Your task is to output, without alteration, each line from the one containing "Mark every instance of the turquoise" through the final line of the records below.

· · · ·

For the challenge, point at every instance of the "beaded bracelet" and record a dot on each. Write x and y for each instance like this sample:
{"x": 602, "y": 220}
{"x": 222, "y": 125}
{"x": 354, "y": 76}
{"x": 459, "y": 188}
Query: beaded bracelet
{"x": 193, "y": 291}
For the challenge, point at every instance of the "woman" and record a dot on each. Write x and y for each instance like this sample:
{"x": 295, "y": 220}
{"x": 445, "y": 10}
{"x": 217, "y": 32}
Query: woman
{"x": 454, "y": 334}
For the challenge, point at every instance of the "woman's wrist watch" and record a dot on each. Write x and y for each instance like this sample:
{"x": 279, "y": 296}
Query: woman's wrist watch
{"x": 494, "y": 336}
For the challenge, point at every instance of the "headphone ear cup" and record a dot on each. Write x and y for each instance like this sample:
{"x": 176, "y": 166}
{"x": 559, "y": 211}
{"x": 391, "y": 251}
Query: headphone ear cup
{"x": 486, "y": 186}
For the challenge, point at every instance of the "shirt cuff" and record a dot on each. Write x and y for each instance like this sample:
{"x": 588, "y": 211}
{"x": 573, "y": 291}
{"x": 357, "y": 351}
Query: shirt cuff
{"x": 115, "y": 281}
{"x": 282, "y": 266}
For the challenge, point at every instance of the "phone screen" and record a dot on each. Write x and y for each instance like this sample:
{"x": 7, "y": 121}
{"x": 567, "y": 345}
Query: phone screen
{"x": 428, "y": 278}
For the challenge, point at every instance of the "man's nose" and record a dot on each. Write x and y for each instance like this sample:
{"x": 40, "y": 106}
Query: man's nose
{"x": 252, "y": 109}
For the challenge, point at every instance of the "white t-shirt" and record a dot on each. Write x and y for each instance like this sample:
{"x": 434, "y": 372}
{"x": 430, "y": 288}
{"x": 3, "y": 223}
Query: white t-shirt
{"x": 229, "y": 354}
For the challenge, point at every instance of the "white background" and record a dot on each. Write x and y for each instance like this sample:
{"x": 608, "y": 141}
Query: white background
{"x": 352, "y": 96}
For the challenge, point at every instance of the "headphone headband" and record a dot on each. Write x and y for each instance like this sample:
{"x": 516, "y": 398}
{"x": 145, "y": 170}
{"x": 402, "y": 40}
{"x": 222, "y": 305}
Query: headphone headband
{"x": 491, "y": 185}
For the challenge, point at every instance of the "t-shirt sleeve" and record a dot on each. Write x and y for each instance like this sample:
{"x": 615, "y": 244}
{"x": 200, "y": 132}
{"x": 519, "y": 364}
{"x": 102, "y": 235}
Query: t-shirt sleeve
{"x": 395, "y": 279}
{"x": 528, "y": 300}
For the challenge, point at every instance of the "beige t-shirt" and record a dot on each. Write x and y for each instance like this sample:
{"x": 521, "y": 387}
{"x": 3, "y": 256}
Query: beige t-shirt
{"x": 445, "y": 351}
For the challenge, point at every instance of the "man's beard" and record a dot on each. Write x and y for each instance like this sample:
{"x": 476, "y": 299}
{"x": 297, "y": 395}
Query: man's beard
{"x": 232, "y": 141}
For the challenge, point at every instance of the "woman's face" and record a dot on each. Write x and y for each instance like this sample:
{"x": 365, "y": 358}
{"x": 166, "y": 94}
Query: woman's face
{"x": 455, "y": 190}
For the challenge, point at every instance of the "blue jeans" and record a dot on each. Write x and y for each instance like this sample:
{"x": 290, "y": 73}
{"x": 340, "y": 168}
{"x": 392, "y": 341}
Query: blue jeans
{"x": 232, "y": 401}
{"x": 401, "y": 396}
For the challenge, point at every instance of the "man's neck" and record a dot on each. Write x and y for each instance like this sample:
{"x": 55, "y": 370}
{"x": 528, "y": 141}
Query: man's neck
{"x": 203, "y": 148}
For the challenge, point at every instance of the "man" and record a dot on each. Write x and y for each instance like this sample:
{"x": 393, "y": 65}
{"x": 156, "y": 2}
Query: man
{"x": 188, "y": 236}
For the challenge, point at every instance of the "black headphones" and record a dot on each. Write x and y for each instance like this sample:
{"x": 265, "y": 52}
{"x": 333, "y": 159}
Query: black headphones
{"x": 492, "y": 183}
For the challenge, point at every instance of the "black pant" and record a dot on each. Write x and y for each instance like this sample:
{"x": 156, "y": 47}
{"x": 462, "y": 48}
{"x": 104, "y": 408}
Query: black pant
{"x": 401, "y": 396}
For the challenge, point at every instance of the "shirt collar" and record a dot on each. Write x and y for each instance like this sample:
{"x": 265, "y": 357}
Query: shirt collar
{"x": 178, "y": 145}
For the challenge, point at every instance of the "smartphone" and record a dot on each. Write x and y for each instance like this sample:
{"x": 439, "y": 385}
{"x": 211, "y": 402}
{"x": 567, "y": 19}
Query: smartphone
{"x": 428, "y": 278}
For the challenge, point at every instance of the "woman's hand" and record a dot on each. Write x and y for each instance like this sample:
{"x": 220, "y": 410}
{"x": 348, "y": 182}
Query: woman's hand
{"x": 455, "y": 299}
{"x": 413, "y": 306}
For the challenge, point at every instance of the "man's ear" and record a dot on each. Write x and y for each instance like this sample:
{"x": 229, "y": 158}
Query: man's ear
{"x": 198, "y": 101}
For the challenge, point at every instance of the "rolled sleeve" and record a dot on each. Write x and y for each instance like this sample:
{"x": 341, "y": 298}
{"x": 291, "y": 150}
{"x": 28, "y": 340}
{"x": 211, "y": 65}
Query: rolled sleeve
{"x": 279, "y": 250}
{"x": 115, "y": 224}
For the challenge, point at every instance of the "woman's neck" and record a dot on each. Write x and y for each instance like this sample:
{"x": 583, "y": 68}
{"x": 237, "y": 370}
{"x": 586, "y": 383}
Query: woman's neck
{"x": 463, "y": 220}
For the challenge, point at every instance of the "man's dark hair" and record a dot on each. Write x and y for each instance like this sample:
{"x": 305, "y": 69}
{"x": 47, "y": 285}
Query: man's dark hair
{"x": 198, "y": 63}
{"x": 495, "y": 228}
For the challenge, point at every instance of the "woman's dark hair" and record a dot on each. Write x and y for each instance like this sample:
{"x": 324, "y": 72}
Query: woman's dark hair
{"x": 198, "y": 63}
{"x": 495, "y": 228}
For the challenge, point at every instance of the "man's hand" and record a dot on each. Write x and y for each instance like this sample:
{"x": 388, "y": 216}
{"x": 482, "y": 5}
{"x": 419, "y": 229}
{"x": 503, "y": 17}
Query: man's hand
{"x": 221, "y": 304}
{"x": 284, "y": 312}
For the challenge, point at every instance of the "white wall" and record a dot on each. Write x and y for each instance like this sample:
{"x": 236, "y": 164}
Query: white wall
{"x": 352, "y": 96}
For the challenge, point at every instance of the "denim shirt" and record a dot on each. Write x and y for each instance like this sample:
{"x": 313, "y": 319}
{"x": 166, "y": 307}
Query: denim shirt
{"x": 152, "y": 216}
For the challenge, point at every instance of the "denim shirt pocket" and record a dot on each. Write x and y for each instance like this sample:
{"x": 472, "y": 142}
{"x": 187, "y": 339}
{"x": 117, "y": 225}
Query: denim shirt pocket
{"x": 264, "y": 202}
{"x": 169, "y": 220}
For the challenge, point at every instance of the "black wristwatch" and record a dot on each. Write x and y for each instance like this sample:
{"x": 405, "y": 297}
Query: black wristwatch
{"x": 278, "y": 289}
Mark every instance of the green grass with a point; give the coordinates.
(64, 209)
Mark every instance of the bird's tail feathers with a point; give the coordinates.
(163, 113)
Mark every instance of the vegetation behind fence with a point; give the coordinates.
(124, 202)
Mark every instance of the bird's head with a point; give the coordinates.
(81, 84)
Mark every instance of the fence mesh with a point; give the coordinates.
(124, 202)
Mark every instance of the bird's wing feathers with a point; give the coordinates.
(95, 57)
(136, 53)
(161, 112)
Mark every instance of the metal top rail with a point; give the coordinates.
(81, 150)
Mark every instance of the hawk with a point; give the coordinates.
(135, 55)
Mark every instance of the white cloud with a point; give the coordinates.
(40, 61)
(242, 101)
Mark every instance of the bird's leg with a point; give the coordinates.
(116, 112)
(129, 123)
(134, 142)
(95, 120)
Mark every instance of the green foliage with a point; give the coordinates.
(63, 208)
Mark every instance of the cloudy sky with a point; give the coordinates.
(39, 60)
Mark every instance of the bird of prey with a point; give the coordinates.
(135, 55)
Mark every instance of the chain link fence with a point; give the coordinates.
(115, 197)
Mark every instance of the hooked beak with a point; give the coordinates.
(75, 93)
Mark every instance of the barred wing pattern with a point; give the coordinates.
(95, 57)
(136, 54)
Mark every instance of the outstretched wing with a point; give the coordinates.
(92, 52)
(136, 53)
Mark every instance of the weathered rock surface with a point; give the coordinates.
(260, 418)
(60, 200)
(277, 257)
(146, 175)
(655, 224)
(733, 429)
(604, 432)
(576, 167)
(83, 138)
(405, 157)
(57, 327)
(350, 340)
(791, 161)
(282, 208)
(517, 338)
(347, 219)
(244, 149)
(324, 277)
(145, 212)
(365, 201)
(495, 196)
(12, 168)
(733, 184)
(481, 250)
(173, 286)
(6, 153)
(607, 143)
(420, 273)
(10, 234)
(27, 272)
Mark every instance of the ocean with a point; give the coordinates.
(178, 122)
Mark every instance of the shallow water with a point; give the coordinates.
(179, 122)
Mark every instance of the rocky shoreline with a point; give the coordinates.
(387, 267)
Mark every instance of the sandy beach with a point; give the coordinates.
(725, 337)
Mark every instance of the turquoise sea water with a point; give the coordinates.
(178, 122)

· · · ·

Solution to this problem =
Mark every instance of the turquoise sea water with a point; give the coordinates.
(178, 122)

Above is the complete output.